Copy only this range: the line with "Target: rear door" through the final line of the material, inclusive at both ends.

Supplied entries:
+--

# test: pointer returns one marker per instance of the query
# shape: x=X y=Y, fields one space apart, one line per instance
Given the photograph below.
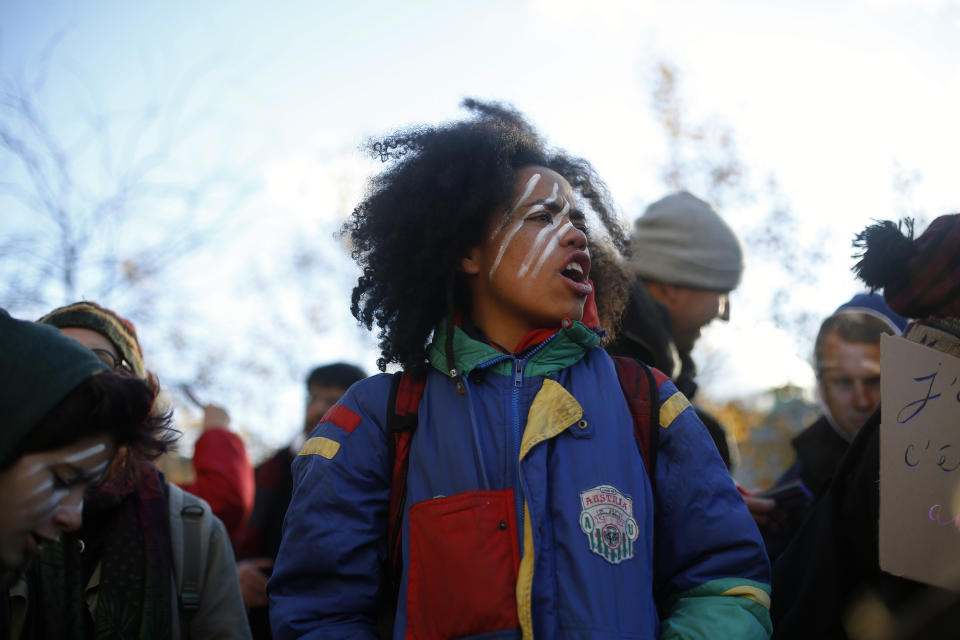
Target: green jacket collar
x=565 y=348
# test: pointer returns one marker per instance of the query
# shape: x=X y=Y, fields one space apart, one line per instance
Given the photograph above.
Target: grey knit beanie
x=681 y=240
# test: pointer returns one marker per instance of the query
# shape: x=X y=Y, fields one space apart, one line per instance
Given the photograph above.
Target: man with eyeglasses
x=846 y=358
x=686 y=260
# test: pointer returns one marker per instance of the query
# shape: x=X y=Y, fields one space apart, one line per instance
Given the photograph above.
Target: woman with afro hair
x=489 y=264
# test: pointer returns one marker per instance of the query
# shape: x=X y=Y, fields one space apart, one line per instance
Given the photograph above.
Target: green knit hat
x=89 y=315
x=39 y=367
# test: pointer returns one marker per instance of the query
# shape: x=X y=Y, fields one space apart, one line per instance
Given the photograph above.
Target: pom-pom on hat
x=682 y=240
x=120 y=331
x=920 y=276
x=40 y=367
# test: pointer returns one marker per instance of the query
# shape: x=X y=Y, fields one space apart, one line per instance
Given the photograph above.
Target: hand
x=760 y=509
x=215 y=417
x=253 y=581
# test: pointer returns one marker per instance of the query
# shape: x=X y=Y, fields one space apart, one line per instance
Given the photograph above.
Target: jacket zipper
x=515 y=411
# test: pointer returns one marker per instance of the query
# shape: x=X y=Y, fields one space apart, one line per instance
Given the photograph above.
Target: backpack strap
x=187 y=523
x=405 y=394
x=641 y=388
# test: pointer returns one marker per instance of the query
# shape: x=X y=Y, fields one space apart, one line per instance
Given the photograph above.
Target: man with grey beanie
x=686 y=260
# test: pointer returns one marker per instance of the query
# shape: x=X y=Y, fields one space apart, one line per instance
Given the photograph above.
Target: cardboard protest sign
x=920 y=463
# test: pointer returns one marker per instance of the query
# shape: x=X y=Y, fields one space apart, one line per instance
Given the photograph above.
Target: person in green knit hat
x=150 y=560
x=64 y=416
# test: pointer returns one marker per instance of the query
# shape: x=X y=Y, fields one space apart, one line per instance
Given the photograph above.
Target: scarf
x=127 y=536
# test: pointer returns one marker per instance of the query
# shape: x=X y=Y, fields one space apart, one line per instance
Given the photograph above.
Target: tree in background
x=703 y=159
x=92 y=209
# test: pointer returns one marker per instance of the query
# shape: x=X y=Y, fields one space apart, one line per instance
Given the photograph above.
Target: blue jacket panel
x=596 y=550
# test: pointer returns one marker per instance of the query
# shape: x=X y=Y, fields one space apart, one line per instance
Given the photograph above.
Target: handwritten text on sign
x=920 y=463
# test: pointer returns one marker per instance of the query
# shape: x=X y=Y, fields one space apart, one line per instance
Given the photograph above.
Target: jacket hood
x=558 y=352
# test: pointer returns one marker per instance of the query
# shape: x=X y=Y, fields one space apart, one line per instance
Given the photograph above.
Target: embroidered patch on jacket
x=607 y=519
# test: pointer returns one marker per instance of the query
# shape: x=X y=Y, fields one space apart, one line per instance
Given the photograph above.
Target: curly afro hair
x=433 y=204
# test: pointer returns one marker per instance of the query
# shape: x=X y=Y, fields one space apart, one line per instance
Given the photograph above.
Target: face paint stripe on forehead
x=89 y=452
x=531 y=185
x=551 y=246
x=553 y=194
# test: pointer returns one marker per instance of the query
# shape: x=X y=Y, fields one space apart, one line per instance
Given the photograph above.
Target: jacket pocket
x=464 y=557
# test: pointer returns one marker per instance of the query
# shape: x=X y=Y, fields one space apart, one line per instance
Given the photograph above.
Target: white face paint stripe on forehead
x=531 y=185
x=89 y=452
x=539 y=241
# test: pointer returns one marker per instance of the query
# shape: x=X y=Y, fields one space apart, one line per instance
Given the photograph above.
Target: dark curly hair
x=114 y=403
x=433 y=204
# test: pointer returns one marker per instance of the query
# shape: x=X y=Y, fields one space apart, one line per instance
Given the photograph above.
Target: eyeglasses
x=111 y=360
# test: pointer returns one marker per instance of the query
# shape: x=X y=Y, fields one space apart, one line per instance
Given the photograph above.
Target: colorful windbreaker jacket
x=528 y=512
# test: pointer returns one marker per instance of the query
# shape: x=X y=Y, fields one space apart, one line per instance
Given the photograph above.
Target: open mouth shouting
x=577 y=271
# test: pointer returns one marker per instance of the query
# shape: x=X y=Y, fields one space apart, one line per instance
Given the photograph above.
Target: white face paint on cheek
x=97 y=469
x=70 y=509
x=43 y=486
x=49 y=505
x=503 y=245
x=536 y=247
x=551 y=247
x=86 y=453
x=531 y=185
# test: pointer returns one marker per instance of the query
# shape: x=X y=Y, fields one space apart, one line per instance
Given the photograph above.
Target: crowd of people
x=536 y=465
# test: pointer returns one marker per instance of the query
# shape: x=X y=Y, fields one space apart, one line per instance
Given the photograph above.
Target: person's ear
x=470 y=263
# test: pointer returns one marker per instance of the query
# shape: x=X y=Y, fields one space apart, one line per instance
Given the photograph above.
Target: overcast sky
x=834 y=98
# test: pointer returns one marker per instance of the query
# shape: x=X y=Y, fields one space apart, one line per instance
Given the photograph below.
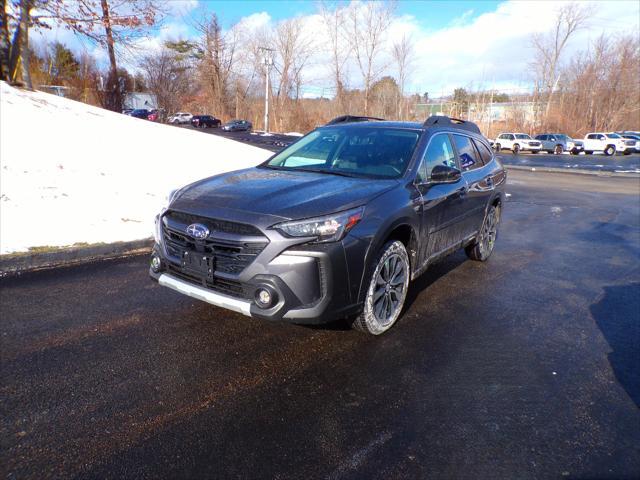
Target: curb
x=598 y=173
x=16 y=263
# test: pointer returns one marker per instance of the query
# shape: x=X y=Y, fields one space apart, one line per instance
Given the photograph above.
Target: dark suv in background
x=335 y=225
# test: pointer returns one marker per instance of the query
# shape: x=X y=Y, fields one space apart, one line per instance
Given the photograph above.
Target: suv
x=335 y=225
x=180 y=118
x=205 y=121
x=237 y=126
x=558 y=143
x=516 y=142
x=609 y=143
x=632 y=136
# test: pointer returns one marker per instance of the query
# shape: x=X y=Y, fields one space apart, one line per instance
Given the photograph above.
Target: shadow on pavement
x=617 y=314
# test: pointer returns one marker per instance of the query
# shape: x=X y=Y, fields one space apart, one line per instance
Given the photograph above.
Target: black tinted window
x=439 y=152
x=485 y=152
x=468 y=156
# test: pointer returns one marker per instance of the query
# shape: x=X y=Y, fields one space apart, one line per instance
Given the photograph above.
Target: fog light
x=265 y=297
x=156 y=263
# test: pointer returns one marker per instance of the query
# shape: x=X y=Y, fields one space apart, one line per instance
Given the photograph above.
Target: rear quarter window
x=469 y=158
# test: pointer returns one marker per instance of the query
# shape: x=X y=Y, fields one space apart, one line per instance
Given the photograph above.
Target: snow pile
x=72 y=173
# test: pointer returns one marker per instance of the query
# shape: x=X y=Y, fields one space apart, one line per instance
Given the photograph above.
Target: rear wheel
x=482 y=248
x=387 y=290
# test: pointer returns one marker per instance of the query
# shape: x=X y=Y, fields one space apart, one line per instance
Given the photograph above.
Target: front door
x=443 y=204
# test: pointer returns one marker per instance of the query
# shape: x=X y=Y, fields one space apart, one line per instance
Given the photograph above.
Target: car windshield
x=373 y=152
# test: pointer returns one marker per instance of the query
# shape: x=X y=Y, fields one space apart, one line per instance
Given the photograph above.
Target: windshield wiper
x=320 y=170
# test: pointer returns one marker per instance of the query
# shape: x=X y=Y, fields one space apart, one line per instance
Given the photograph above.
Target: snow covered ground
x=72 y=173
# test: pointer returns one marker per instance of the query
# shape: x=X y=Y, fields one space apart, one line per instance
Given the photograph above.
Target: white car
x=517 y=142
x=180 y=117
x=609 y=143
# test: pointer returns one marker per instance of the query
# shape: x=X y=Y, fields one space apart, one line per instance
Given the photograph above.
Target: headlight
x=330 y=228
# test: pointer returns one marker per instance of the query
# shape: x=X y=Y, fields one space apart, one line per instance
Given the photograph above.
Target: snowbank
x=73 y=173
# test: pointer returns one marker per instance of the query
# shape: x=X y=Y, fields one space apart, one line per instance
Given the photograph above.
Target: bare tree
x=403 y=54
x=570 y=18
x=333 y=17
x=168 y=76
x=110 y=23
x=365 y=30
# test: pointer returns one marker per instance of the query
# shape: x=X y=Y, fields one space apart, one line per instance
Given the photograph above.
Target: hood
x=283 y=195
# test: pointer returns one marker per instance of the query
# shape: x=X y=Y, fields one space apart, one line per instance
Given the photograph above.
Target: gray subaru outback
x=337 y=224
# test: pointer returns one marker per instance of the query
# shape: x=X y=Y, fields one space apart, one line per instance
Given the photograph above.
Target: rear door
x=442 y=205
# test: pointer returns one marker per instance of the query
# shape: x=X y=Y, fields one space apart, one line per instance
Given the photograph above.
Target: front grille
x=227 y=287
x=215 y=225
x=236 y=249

+--

Exercise answer:
Target: rear door
x=442 y=205
# test: pointer returns one marker per instance of the query
# shape: x=X y=Y, fields one space apart, one line per instance
Given the photograph above.
Target: front grille
x=227 y=287
x=215 y=225
x=236 y=249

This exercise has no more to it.